• Prompt 1: Print the records word for word, from the line containing "woman in orange" through the last line of the records, with both ends included.

• Provided text:
■ ■ ■ ■ ■
Object-Oriented Design Concepts in UML

The Unified Modeling Language™ (UML®) is inherently object-oriented modeling language and was designed for use in object-oriented software applications. The applications could be based on the object-oriented technologies recommended by the Object Management Group (OMG), which owns the UML. The initial versions of UML (UML 1.x) were based on three leading object-oriented methods - Booch, OMT, and OOSE, to represent "the culmination of best practices in practical object-oriented modeling". UML 2.x is still object-oriented in its core (though there were some apparently unsuccessful attempts to extend UML to support other development methods).

Here's some illustration of this object orientation of UML from UML 1.4.2 Specification:

A frequently asked question has been: Why doesn’t UML support data-flow diagrams? Simply put, data-flow and other diagram types that were not included in the UML do not fit as cleanly into a consistent object-oriented paradigm.

This might explain why UML does not care for example to support database modeling, which is still mostly based on relational models to describe relational databases. It does not explain why UML ignores modeling of object relational databases or modeling of Graphical User Interfaces (GUI). GUI designs were and still are prominent examples of object-oriented design and programming, while completely neglected by UML.

To understand and use UML as intended by its authors, software architects and developers should be familiar with general concepts and methods of object-oriented analysis and design (OOAD) and/or of the object-oriented development (OOD), and how those were applied to UML itself. There is one problem with this requirement: though OOAD/OOD is being used for several decades, there is still no concensus on what is OOAD and even what are the fundamental concepts ("quarks") of the OOAD. See one nice but pedantic attempt to define fundamental OOD concepts in [DJA 06].

A problem is that UML specification uses some OOD concepts assuming that there are some generally accepted definitions of those concepts, which is a mistaken assumption. To make things even worse, the Glossary that was present in UML 1.x specifications and included terms from OMG standards and object-oriented analysis and design methods in addition to UML and MOF specific terminology, was removed from all UML 2.x specifications. Removing Glossary from UML specification was really wicked decision.

Ok, so we are really in trouble: UML specifications use OOAD concepts which have no clear and generally accepted definitions without providing own interpretations or definitions of those concepts. Wait, sometimes they do provide some definitions. Let's see what do we have.

Object-Oriented Design

Whether you agree or not, there is no commonly accepted definition of Object-Oriented Design (or Development, or Programming) (OOD, OOP). So I will make up some definition:

Object-Oriented Design is a software development approach to design and implement software system as a collection of interacting stateful objects with specified structure and behavior.
■ ■ ■ ■ ■
• Provided entries:
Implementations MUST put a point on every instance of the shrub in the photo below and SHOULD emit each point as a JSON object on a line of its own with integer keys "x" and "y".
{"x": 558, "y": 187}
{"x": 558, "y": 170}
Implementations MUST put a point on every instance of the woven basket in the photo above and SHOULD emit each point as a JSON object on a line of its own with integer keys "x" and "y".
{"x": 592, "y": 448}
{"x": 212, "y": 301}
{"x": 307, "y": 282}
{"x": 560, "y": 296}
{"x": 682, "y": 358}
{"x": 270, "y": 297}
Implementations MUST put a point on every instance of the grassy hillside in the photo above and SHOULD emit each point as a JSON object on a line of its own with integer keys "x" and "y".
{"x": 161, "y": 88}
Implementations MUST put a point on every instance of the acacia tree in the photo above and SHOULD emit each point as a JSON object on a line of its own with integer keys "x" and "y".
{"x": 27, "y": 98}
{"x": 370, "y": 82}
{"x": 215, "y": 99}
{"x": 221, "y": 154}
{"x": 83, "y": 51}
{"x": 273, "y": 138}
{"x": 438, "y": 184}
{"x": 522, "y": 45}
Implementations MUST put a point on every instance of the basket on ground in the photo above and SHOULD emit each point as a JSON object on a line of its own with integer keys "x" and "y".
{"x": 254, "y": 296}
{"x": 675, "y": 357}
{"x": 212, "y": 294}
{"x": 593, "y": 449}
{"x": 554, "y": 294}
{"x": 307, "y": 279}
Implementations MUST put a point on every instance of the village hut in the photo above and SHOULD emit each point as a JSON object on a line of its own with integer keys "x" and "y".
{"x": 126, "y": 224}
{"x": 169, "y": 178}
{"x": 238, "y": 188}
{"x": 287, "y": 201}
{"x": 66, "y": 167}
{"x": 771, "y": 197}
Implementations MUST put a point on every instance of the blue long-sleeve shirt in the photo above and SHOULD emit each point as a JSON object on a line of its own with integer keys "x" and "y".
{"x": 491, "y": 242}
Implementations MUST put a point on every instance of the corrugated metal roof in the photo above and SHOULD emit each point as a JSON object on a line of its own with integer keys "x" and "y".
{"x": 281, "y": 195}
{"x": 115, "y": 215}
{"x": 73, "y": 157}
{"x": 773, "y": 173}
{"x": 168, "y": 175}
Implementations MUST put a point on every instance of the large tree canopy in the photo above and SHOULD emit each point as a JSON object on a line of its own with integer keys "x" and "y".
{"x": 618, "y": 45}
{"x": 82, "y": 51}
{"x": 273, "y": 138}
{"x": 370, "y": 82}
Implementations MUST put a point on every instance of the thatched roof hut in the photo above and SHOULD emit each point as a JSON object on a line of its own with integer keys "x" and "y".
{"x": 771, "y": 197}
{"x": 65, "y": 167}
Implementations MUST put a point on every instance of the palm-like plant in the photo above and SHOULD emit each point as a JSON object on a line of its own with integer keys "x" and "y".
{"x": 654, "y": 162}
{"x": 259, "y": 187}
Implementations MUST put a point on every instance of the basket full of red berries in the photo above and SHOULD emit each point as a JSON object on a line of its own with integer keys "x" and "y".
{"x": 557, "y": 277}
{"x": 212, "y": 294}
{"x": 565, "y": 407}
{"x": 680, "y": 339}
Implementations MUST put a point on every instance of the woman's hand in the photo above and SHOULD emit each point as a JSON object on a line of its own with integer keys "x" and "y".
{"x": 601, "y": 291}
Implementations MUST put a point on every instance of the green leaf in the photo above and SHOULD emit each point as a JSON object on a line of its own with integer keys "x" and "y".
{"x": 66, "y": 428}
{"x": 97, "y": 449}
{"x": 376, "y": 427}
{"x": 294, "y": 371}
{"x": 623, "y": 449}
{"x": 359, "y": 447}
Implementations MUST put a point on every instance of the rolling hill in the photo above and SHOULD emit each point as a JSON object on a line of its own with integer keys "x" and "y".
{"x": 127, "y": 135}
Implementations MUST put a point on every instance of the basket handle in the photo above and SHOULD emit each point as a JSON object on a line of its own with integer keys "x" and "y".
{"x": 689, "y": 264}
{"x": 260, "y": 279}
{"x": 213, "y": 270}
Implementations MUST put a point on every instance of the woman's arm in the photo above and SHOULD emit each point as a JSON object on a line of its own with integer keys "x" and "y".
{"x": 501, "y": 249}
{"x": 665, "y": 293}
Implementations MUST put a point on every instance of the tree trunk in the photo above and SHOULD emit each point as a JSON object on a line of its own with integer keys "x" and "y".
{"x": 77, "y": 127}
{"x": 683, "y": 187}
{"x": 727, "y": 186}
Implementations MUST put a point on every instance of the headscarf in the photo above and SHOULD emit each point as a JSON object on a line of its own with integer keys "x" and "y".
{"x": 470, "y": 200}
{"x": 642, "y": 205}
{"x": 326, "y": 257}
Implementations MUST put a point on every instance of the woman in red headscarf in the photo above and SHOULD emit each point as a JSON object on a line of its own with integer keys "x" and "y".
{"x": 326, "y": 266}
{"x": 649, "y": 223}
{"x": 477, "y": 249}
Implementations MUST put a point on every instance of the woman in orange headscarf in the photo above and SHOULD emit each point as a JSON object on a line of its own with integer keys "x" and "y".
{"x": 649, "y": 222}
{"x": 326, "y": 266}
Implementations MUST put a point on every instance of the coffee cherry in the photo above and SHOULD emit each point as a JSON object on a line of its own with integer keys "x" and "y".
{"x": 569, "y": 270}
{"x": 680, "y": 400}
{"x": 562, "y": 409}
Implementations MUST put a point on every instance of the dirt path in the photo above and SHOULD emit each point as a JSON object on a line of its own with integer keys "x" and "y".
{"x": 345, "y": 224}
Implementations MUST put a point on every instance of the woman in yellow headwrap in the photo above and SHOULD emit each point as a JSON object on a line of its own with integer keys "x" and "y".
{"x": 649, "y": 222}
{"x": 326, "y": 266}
■ ■ ■ ■ ■
• Prompt 2: According to the text on object-oriented design concepts in UML, which three object-oriented methods formed the basis of the initial UML 1.x versions?

• Problem solution 1:
Implementations MUST put a point on every instance of the woman in orange headscarf in the photo above and SHOULD emit each point as a JSON object on a line of its own with integer keys "x" and "y".
{"x": 649, "y": 222}
{"x": 326, "y": 266}
Implementations MUST put a point on every instance of the coffee cherry in the photo above and SHOULD emit each point as a JSON object on a line of its own with integer keys "x" and "y".
{"x": 569, "y": 270}
{"x": 680, "y": 400}
{"x": 562, "y": 409}
Implementations MUST put a point on every instance of the dirt path in the photo above and SHOULD emit each point as a JSON object on a line of its own with integer keys "x" and "y".
{"x": 345, "y": 224}
Implementations MUST put a point on every instance of the woman in yellow headwrap in the photo above and SHOULD emit each point as a JSON object on a line of its own with integer keys "x" and "y".
{"x": 649, "y": 222}
{"x": 326, "y": 266}

• Problem solution 2: Booch, OMT, and OOSE.